(Data to process)
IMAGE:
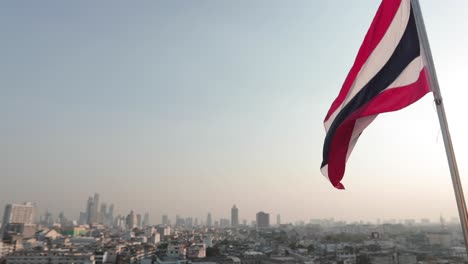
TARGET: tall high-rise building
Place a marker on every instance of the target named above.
(89, 209)
(165, 220)
(139, 220)
(92, 209)
(102, 213)
(110, 216)
(19, 214)
(131, 220)
(234, 216)
(146, 220)
(209, 221)
(263, 220)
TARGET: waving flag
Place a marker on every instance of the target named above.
(388, 75)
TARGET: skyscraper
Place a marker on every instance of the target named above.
(131, 220)
(209, 221)
(165, 220)
(146, 220)
(92, 209)
(19, 214)
(234, 216)
(263, 220)
(139, 220)
(103, 213)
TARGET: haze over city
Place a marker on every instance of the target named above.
(181, 107)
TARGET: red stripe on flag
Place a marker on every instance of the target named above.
(388, 101)
(380, 24)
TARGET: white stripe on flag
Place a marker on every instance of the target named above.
(379, 56)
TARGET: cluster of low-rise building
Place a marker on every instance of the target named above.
(189, 242)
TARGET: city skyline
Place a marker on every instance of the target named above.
(102, 215)
(172, 108)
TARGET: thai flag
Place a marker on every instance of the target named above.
(388, 74)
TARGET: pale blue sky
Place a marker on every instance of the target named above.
(191, 106)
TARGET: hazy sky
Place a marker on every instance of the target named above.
(189, 107)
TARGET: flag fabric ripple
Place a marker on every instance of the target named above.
(387, 75)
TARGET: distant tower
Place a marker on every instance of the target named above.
(89, 210)
(146, 220)
(103, 213)
(139, 219)
(19, 214)
(209, 221)
(131, 220)
(234, 216)
(263, 220)
(165, 220)
(443, 226)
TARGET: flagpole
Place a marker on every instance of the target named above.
(434, 85)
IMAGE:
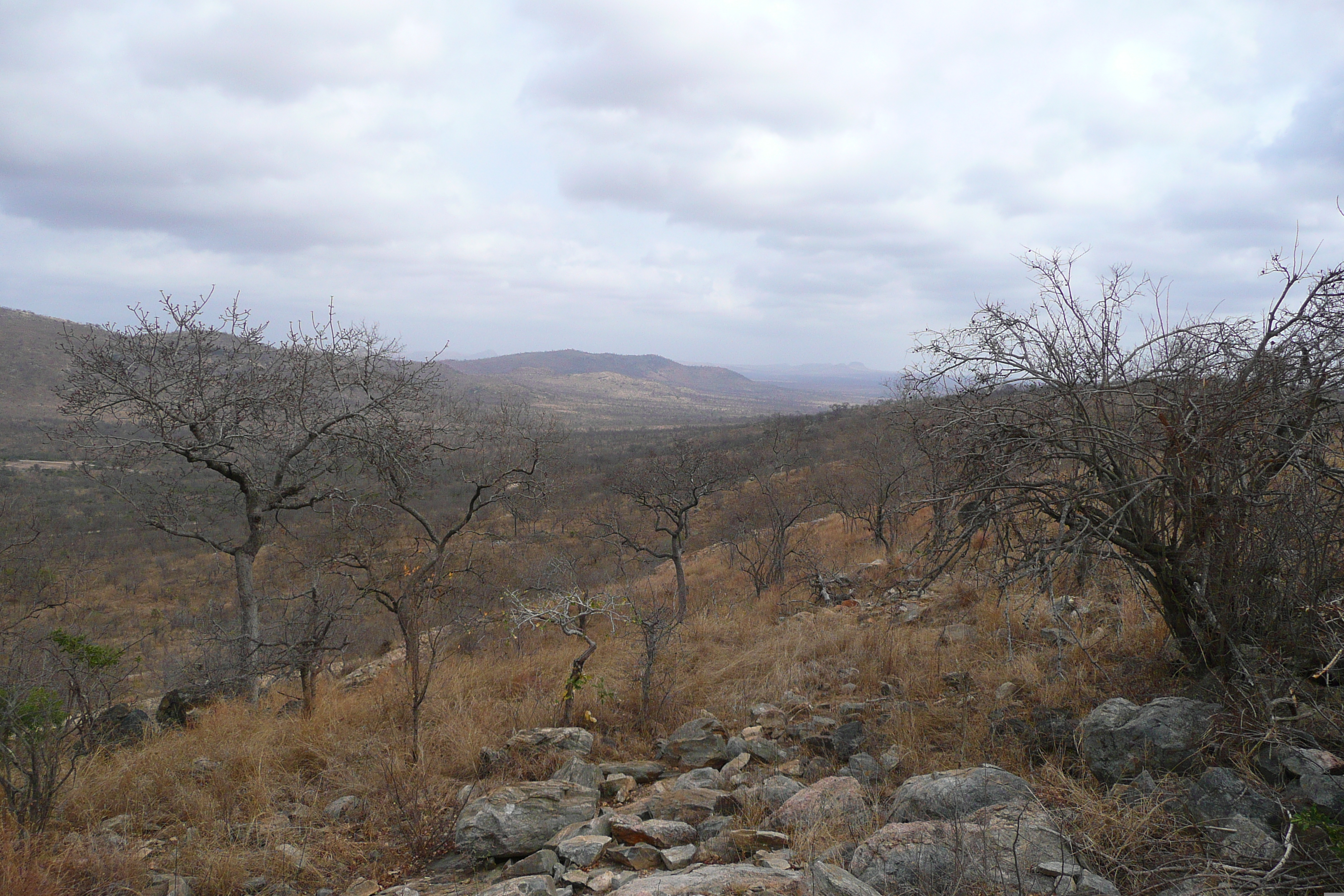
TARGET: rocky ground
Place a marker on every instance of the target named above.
(679, 824)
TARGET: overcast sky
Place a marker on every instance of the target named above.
(711, 182)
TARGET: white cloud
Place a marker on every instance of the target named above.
(753, 182)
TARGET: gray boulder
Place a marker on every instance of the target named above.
(637, 856)
(832, 801)
(1221, 793)
(717, 881)
(543, 862)
(692, 805)
(765, 750)
(580, 773)
(519, 820)
(347, 807)
(708, 778)
(641, 771)
(698, 743)
(122, 725)
(1280, 764)
(659, 832)
(832, 881)
(775, 790)
(953, 794)
(847, 739)
(576, 739)
(534, 886)
(865, 769)
(1326, 792)
(996, 847)
(584, 851)
(1120, 739)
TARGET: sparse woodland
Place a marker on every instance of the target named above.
(323, 574)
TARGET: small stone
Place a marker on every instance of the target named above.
(957, 633)
(578, 773)
(343, 808)
(749, 840)
(708, 778)
(891, 758)
(534, 886)
(1090, 884)
(657, 832)
(737, 765)
(780, 860)
(679, 858)
(584, 851)
(765, 750)
(619, 788)
(541, 863)
(959, 680)
(637, 856)
(293, 853)
(865, 769)
(832, 881)
(1061, 870)
(573, 739)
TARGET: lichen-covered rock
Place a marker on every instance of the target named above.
(574, 739)
(717, 881)
(999, 847)
(832, 881)
(692, 805)
(519, 820)
(641, 771)
(706, 778)
(534, 886)
(835, 801)
(955, 794)
(580, 773)
(584, 851)
(1120, 739)
(659, 832)
(698, 743)
(541, 863)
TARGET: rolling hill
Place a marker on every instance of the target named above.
(583, 389)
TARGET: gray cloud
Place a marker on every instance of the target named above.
(761, 182)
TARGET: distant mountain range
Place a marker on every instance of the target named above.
(853, 378)
(601, 391)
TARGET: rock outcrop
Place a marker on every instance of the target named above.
(955, 794)
(521, 820)
(1121, 739)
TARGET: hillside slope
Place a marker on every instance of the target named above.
(584, 390)
(31, 367)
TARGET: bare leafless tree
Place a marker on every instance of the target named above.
(780, 494)
(666, 492)
(570, 612)
(410, 549)
(1199, 452)
(879, 475)
(216, 434)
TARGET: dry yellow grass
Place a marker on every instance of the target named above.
(275, 776)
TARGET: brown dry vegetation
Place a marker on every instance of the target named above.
(219, 824)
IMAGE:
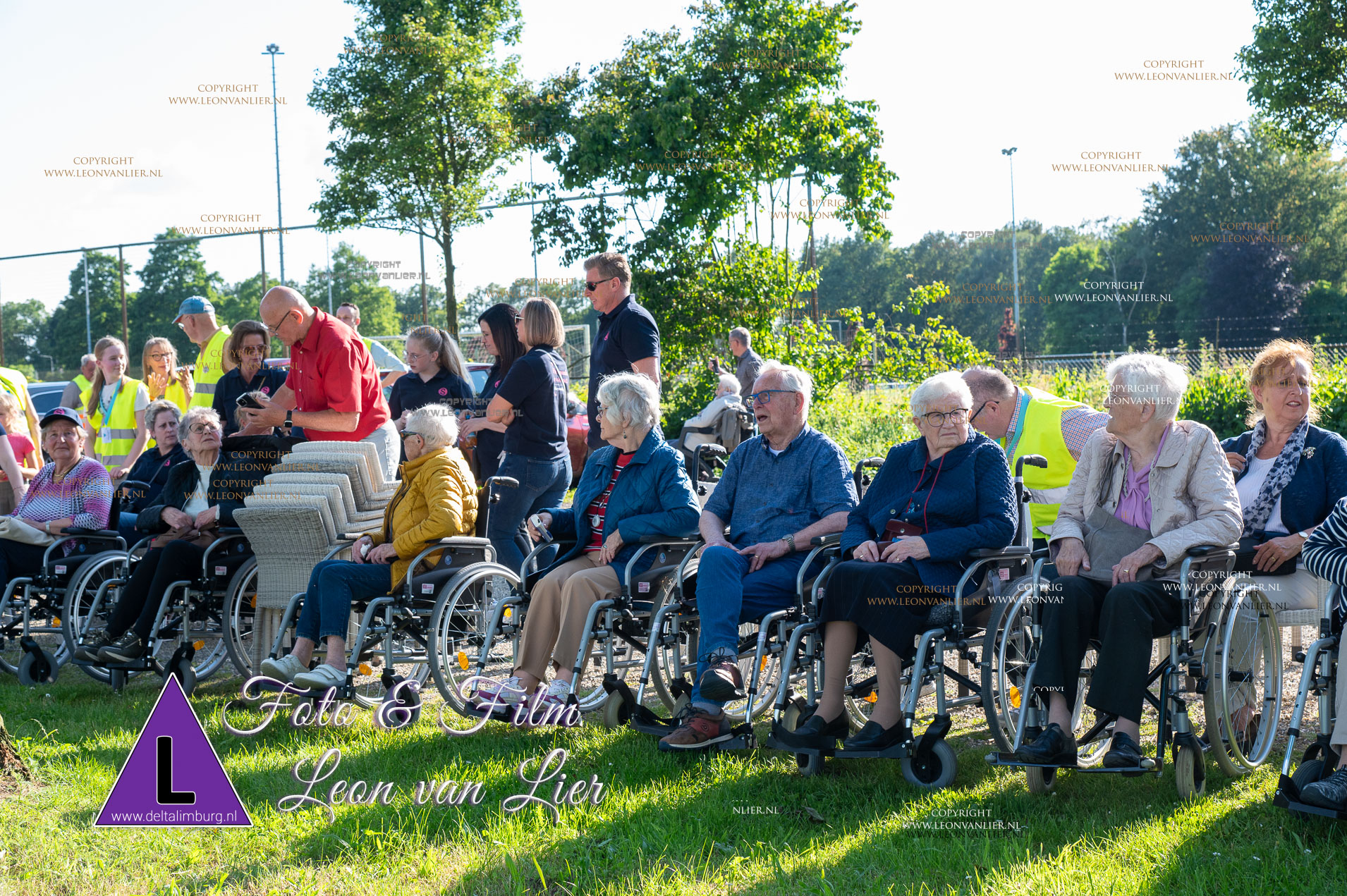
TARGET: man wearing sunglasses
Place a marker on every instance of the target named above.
(1030, 421)
(779, 489)
(627, 340)
(333, 386)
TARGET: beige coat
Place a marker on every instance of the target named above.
(1193, 493)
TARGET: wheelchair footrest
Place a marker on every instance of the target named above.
(1288, 797)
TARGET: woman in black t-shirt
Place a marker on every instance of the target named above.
(530, 407)
(500, 341)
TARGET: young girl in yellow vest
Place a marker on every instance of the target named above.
(115, 410)
(164, 378)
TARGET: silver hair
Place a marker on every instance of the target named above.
(938, 387)
(159, 407)
(632, 399)
(435, 424)
(198, 412)
(793, 379)
(1151, 379)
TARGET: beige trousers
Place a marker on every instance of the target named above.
(558, 609)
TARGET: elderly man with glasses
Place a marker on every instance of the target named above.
(1028, 421)
(779, 489)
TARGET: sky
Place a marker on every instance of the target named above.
(956, 84)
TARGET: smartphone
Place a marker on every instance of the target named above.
(537, 522)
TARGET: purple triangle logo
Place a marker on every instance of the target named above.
(173, 776)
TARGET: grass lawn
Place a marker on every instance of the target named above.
(728, 823)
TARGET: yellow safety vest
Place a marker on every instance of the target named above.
(116, 436)
(1040, 433)
(210, 367)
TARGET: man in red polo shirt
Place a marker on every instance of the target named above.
(333, 387)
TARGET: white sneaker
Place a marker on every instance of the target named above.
(286, 668)
(321, 678)
(507, 693)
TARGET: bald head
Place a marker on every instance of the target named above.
(286, 313)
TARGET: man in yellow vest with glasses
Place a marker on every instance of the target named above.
(1030, 421)
(197, 319)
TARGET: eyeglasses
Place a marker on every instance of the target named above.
(764, 398)
(938, 418)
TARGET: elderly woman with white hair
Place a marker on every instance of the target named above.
(904, 548)
(633, 489)
(1147, 489)
(437, 499)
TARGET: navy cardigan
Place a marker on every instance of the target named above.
(972, 507)
(1319, 481)
(652, 501)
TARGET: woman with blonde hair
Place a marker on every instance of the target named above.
(115, 409)
(164, 378)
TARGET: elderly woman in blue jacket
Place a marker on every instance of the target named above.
(1288, 472)
(635, 489)
(904, 550)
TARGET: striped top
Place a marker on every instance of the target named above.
(1326, 551)
(85, 495)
(End Data to process)
Look over the records above and filter for each line with the word "distant".

Exercise response
TARGET: distant tower
TARGET: distant mountain range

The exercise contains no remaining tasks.